»»
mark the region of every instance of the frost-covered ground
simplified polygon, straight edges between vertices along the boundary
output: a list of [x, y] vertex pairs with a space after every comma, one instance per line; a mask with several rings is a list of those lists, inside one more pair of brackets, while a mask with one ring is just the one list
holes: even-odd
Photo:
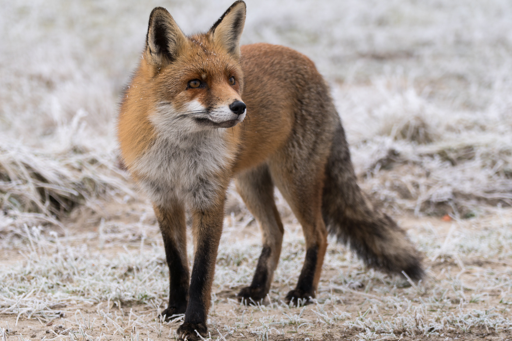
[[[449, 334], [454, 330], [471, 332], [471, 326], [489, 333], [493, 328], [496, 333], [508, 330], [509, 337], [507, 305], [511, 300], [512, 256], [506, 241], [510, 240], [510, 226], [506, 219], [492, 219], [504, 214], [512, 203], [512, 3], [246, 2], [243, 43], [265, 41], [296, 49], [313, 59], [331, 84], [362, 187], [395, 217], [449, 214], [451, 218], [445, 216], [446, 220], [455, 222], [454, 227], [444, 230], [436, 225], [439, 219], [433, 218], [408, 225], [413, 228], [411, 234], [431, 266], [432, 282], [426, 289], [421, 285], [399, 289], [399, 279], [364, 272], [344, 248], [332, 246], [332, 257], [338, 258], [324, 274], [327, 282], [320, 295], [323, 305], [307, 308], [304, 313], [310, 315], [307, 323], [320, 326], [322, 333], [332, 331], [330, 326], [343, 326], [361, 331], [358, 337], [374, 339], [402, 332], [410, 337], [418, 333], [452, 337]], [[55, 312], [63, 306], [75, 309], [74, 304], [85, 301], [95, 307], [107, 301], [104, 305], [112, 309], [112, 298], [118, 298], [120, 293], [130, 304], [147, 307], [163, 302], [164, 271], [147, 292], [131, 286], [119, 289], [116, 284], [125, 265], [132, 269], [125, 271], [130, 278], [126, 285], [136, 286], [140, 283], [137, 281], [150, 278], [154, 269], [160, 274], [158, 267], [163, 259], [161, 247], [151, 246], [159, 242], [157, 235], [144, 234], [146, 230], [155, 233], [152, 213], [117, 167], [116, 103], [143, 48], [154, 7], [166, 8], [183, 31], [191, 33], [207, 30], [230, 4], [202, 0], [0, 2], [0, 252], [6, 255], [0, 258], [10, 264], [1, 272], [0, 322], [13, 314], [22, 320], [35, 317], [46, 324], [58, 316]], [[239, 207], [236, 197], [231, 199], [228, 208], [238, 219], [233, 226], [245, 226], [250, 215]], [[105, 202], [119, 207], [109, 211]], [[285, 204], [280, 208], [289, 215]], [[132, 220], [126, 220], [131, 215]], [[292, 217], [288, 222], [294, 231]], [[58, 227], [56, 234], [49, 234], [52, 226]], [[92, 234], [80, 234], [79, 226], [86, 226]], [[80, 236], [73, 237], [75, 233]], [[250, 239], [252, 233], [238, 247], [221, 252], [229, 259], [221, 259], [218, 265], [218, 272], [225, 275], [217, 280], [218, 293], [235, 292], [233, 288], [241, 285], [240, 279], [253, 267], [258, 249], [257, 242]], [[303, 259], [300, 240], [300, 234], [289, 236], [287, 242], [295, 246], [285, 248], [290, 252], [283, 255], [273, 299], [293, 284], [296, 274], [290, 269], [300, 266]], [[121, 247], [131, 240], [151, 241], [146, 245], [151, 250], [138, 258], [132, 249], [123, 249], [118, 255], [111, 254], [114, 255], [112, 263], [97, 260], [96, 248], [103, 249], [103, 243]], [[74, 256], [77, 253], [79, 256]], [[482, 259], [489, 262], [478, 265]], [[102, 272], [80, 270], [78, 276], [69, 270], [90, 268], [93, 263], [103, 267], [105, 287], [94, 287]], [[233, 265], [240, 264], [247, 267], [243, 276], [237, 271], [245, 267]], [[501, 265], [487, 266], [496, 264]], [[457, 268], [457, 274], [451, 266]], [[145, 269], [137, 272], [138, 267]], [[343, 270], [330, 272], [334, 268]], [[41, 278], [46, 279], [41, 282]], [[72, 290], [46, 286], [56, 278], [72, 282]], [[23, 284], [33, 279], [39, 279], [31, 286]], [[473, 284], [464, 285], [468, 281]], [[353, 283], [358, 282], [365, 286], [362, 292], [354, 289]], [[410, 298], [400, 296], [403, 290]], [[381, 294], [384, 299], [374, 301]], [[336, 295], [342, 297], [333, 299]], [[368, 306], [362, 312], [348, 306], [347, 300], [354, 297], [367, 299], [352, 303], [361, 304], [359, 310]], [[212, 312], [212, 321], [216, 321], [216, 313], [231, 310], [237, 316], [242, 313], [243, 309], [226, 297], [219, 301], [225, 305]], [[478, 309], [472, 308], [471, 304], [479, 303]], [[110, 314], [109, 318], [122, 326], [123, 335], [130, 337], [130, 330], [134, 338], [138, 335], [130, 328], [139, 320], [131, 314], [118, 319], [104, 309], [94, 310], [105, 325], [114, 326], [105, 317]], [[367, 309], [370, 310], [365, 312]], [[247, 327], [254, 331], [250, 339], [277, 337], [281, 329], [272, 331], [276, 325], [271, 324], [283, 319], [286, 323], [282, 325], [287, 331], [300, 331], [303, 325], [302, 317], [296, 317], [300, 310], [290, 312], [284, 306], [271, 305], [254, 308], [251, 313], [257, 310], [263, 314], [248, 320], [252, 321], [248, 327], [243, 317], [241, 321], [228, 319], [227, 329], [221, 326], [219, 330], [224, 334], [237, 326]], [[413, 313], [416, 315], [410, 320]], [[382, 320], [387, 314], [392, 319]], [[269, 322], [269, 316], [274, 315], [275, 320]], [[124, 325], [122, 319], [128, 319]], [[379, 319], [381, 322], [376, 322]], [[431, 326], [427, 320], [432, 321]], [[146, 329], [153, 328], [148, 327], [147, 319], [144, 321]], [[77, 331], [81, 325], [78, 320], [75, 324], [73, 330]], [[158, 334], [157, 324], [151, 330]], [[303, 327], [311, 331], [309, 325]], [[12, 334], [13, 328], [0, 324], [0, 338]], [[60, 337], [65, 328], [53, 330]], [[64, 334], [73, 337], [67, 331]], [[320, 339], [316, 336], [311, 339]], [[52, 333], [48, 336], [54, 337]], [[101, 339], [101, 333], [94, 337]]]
««
__Aim__:
Count the lines of the material above that contain the string "every", and reply with only that number.

__Finished task__:
2